> [YOUR GOAL] Rewrite all of the data below, replacing "Target" with "Object" wherever it occurs and changing nothing else. Leave the pictures out of your answer.

> [DATASET CONTENT]
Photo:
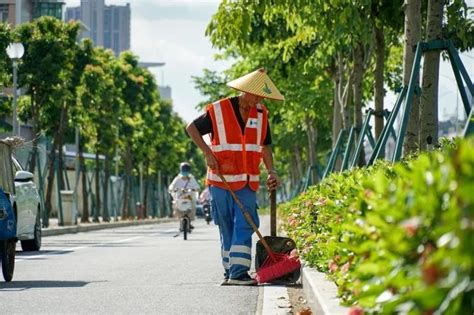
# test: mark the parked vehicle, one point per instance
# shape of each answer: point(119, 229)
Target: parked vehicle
point(26, 204)
point(7, 213)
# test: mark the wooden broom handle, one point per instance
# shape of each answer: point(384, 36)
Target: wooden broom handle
point(248, 218)
point(273, 212)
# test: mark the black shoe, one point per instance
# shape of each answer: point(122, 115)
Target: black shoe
point(225, 281)
point(244, 279)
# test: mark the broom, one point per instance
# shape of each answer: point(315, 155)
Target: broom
point(275, 265)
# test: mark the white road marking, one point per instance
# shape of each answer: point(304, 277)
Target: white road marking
point(275, 300)
point(73, 249)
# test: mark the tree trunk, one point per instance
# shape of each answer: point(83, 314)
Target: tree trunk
point(412, 37)
point(299, 165)
point(358, 74)
point(311, 134)
point(379, 80)
point(97, 188)
point(49, 187)
point(345, 95)
point(105, 190)
point(34, 152)
point(145, 193)
point(85, 199)
point(59, 138)
point(336, 113)
point(127, 182)
point(36, 135)
point(429, 91)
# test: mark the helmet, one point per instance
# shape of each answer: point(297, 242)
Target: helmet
point(185, 168)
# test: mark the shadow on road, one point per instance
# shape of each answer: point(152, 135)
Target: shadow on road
point(42, 252)
point(40, 284)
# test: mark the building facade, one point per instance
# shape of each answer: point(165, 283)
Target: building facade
point(29, 10)
point(107, 25)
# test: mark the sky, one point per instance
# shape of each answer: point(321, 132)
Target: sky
point(172, 31)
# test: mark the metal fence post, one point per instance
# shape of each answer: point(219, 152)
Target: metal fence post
point(347, 151)
point(408, 103)
point(334, 154)
point(382, 141)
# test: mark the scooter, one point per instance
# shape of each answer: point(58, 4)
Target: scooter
point(207, 211)
point(184, 206)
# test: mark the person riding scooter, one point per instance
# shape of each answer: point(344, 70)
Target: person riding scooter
point(183, 183)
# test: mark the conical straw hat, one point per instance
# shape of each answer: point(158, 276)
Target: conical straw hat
point(257, 83)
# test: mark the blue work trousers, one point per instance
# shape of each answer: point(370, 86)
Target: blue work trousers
point(235, 232)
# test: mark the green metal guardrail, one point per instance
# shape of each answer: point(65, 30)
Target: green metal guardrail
point(344, 150)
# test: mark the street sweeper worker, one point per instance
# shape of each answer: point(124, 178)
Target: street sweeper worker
point(182, 183)
point(240, 139)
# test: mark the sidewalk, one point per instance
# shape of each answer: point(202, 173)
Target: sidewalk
point(55, 229)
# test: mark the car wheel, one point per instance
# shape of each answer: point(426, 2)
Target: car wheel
point(35, 243)
point(7, 256)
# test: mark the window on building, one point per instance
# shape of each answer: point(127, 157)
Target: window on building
point(116, 46)
point(4, 12)
point(116, 19)
point(107, 22)
point(48, 8)
point(107, 40)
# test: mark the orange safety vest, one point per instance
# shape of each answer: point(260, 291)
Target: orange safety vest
point(238, 155)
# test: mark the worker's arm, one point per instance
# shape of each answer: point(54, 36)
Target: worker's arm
point(272, 180)
point(211, 160)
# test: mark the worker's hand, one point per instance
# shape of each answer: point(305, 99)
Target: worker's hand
point(272, 181)
point(211, 160)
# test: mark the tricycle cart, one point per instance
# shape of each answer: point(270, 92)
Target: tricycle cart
point(7, 213)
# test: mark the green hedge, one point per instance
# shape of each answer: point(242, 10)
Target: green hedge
point(394, 238)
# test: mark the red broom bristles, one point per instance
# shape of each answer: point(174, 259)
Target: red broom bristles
point(274, 269)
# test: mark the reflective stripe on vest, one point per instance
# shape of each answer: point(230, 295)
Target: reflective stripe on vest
point(238, 154)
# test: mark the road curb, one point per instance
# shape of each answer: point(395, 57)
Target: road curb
point(99, 226)
point(321, 293)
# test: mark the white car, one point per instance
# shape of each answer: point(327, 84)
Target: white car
point(26, 204)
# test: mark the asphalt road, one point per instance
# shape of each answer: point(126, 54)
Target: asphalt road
point(139, 270)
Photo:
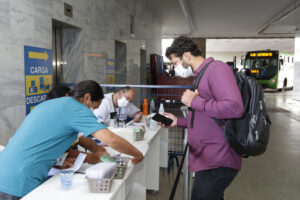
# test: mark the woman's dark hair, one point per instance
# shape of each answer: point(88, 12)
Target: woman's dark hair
point(88, 86)
point(183, 44)
point(58, 91)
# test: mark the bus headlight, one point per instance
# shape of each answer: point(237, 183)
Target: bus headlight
point(273, 80)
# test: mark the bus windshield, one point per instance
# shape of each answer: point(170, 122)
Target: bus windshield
point(262, 68)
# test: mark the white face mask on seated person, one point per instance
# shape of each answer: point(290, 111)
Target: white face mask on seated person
point(182, 71)
point(123, 102)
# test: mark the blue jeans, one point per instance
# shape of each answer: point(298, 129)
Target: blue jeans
point(211, 184)
point(4, 196)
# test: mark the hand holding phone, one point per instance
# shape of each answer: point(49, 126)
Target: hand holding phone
point(162, 119)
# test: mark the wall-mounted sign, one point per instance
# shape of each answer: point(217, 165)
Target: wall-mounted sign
point(38, 75)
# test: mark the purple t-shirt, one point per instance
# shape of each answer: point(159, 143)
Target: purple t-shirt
point(219, 97)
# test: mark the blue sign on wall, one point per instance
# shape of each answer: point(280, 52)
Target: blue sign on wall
point(38, 75)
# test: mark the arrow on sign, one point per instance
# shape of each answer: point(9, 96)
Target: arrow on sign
point(38, 55)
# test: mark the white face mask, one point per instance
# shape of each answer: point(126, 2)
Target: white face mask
point(183, 72)
point(123, 102)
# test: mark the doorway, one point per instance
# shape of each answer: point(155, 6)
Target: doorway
point(67, 53)
point(121, 62)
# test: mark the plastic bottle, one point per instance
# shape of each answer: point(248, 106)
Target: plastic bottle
point(145, 107)
point(152, 106)
point(161, 108)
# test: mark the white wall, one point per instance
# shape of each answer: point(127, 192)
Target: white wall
point(226, 56)
point(101, 21)
point(296, 90)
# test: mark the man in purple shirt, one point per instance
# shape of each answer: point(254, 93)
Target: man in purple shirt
point(214, 162)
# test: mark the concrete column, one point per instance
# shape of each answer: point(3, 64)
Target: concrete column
point(296, 91)
point(201, 43)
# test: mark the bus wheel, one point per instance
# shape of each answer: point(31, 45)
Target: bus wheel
point(284, 84)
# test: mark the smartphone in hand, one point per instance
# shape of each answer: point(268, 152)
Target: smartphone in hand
point(163, 119)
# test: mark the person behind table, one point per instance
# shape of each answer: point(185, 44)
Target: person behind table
point(47, 132)
point(118, 104)
point(86, 142)
point(214, 162)
point(178, 68)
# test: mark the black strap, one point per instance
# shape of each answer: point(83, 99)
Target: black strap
point(195, 86)
point(178, 174)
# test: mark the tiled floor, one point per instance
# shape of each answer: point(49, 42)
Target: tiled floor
point(275, 175)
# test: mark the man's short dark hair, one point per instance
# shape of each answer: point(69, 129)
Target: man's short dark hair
point(58, 91)
point(183, 44)
point(126, 89)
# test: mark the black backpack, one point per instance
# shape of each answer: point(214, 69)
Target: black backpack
point(248, 135)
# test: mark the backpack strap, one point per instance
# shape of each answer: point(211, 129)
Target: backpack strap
point(195, 86)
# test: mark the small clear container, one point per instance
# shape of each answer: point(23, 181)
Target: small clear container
point(66, 178)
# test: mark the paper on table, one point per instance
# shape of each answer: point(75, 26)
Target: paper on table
point(78, 162)
point(84, 167)
point(53, 171)
point(60, 160)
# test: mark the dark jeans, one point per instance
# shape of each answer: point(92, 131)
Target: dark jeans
point(4, 196)
point(211, 184)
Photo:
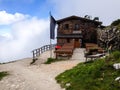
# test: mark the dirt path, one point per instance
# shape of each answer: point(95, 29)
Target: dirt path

> [SOLUTION FOR THIS PROBLEM]
Photo:
# test: mark the parked vehicle, one point per instance
# shape of each answer: point(119, 229)
Object: parked vehicle
point(26, 204)
point(7, 213)
# test: mark the wooden broom handle, one point per instance
# shape of each answer: point(384, 36)
Object: wooden broom handle
point(248, 218)
point(273, 212)
# test: mark the black shoe, one point per instance
# shape of each answer: point(122, 115)
Object: black shoe
point(225, 281)
point(244, 279)
# test: mark the broom, one point per instance
# shape of each answer: point(315, 155)
Object: broom
point(275, 265)
# test: mark the white road marking, one point per instance
# shape of each answer: point(304, 277)
Object: white road marking
point(275, 300)
point(73, 249)
# test: mark the tree trunk, one point per instance
# shape of each answer: point(83, 314)
Object: tree trunk
point(412, 37)
point(299, 165)
point(358, 74)
point(311, 134)
point(379, 80)
point(97, 188)
point(49, 187)
point(345, 95)
point(105, 190)
point(34, 152)
point(145, 193)
point(85, 199)
point(59, 138)
point(336, 113)
point(127, 182)
point(36, 135)
point(429, 91)
# test: mark the helmet, one point per instance
# shape of each answer: point(297, 242)
Object: helmet
point(185, 168)
# test: mark the shadow on road, one point per instance
# shape of each answer: point(152, 135)
Object: shadow on road
point(42, 252)
point(40, 284)
# test: mark the building facade, one point per instance
# shape of each answer: point(165, 283)
Object: building facade
point(29, 10)
point(107, 25)
# test: mark the sky, one point per instance
# shape of each answer: point(321, 132)
Object: sky
point(172, 31)
# test: mark the metal fence post, one point per instance
# shape of each answer: point(219, 152)
Object: metal fence post
point(347, 151)
point(408, 103)
point(334, 154)
point(382, 141)
# test: mark the scooter, one point per instance
# shape of each answer: point(58, 4)
Object: scooter
point(207, 211)
point(184, 206)
# test: mark the person riding scooter, one point per instance
# shape of each answer: point(344, 70)
Object: person riding scooter
point(183, 183)
# test: mark the conical straw hat, one point per instance
# shape of each answer: point(158, 276)
Object: conical straw hat
point(257, 83)
# test: mark the blue work trousers, one point per instance
# shape of each answer: point(370, 86)
Object: blue work trousers
point(235, 232)
# test: mark the green metal guardrail, one point per instance
# shape of each answer: point(65, 30)
Object: green metal guardrail
point(344, 150)
# test: mark the street sweeper worker, one point per instance
# shape of each answer: point(124, 178)
Object: street sweeper worker
point(182, 183)
point(240, 139)
# test: mark the sidewalk, one point per instance
# shape of each answer: point(202, 173)
Object: sidewalk
point(55, 229)
# test: mark the car wheel, one point per instance
# shape of each answer: point(426, 2)
Object: car wheel
point(35, 243)
point(7, 256)
# test: mark the window on building, one point per instance
# shape of each answer: point(127, 157)
Object: window on building
point(116, 46)
point(4, 12)
point(116, 19)
point(107, 22)
point(48, 8)
point(107, 40)
# test: mark the orange safety vest, one point per instance
# shape of each answer: point(260, 291)
Object: orange safety vest
point(238, 155)
# test: mark the worker's arm, one point per instance
# shape of each answer: point(54, 36)
Object: worker's arm
point(272, 180)
point(211, 160)
# test: mark the worker's hand, one point per instance
# shape of each answer: point(305, 99)
Object: worker's hand
point(272, 181)
point(211, 160)
# test: mark the tricycle cart, one point per instance
# shape of each answer: point(270, 92)
Object: tricycle cart
point(7, 213)
# test: mark the green hedge, one point per instance
# shape of each answer: point(242, 10)
Object: green hedge
point(394, 238)
# test: mark the red broom bristles, one point per instance
# shape of each answer: point(174, 259)
Object: red broom bristles
point(274, 269)
# test: mark the reflective stripe on vest, one point per instance
# shape of each answer: point(230, 295)
Object: reflective stripe on vest
point(238, 154)
# test: mark the road curb, one point per instance
# shape of each answer: point(395, 57)
Object: road curb
point(99, 226)
point(321, 293)
# test: mark the white car, one point per instance
# shape of each answer: point(327, 84)
Object: white car
point(26, 204)
# test: mark the asphalt road, one point per instance
# shape of each answer: point(126, 54)
Object: asphalt road
point(139, 270)
Photo:
# test: mark the woman's dark hair, one point per instance
# shape of each answer: point(88, 12)
Object: woman's dark hair
point(88, 86)
point(183, 44)
point(58, 91)
# test: mark the bus headlight, one point per instance
# shape of each answer: point(237, 183)
Object: bus headlight
point(273, 80)
# test: mark the bus windshield, one point per instance
# shape of each answer: point(170, 122)
Object: bus windshield
point(262, 68)
# test: mark the white face mask on seated person, one point per instance
# shape of each answer: point(290, 111)
Object: white face mask on seated person
point(182, 71)
point(123, 102)
# test: mark the blue jeans, one point per instance
# shape of each answer: point(298, 129)
Object: blue jeans
point(211, 184)
point(4, 196)
# test: mark the hand holding phone, one point per instance
# shape of each answer: point(49, 126)
Object: hand holding phone
point(162, 119)
# test: mark the wall-mounted sign, one point per instance
# shape of each answer: point(217, 165)
Object: wall-mounted sign
point(38, 75)
# test: mark the purple t-shirt, one point per instance
# shape of each answer: point(159, 143)
Object: purple t-shirt
point(219, 97)
# test: mark the blue sign on wall, one point per instance
# shape of each answer: point(280, 52)
Object: blue sign on wall
point(38, 75)
# test: mark the arrow on sign, one point per instance
# shape of each answer: point(9, 96)
Object: arrow on sign
point(38, 55)
# test: mark the white face mask, one point per instance
# shape of each answer: point(126, 2)
Object: white face mask
point(183, 72)
point(123, 102)
# test: mark the doorway, one point per instance
# shape of each answer: point(155, 6)
Object: doorway
point(67, 53)
point(121, 62)
# test: mark the plastic bottle, one point per instance
# shape of each answer: point(248, 106)
Object: plastic bottle
point(145, 107)
point(152, 106)
point(161, 108)
# test: mark the white wall, one point per instance
# shape of each answer: point(127, 192)
Object: white wall
point(226, 56)
point(101, 21)
point(296, 90)
# test: mark the man in purple shirt, one point per instance
# shape of each answer: point(254, 93)
Object: man in purple shirt
point(214, 162)
# test: mark the concrete column, one point per instance
# shape of each answer: point(3, 64)
Object: concrete column
point(296, 91)
point(201, 43)
# test: mark the bus wheel, one point per instance
# shape of each answer: point(31, 45)
Object: bus wheel
point(284, 84)
# test: mark the smartphone in hand, one point per instance
# shape of each answer: point(268, 152)
Object: smartphone in hand
point(163, 119)
# test: mark the person behind table, one point per instance
# shape of each answer: point(185, 44)
Object: person behind table
point(47, 132)
point(118, 104)
point(86, 142)
point(214, 162)
point(178, 68)
# test: mark the black strap, one point per instance
# shape of each answer: point(83, 99)
Object: black strap
point(195, 86)
point(178, 174)
# test: mark the tiled floor, one point per instance
# shape of each answer: point(49, 42)
Object: tiled floor
point(275, 175)
# test: mark the man's short dark hair, one point per instance
# shape of each answer: point(69, 129)
Object: man's short dark hair
point(58, 91)
point(183, 44)
point(126, 89)
# test: mark the black backpack, one point per instance
# shape of each answer: point(214, 69)
Object: black backpack
point(248, 135)
# test: mark the backpack strap, one point per instance
# shape of each answer: point(211, 129)
Object: backpack strap
point(195, 86)
# test: mark the small clear container, one point per instance
# shape of each answer: point(23, 181)
Object: small clear container
point(66, 178)
# test: mark the paper on table, one point per instance
# shape of each answer: point(75, 26)
Object: paper on table
point(78, 162)
point(84, 167)
point(53, 171)
point(60, 160)
# test: mark the dark jeans, one point per instance
# shape of each answer: point(92, 131)
Object: dark jeans
point(4, 196)
point(211, 184)
Photo:
# test: mark the dirt path, one point per instance
# shape of each answer: point(95, 29)
Object: dirt path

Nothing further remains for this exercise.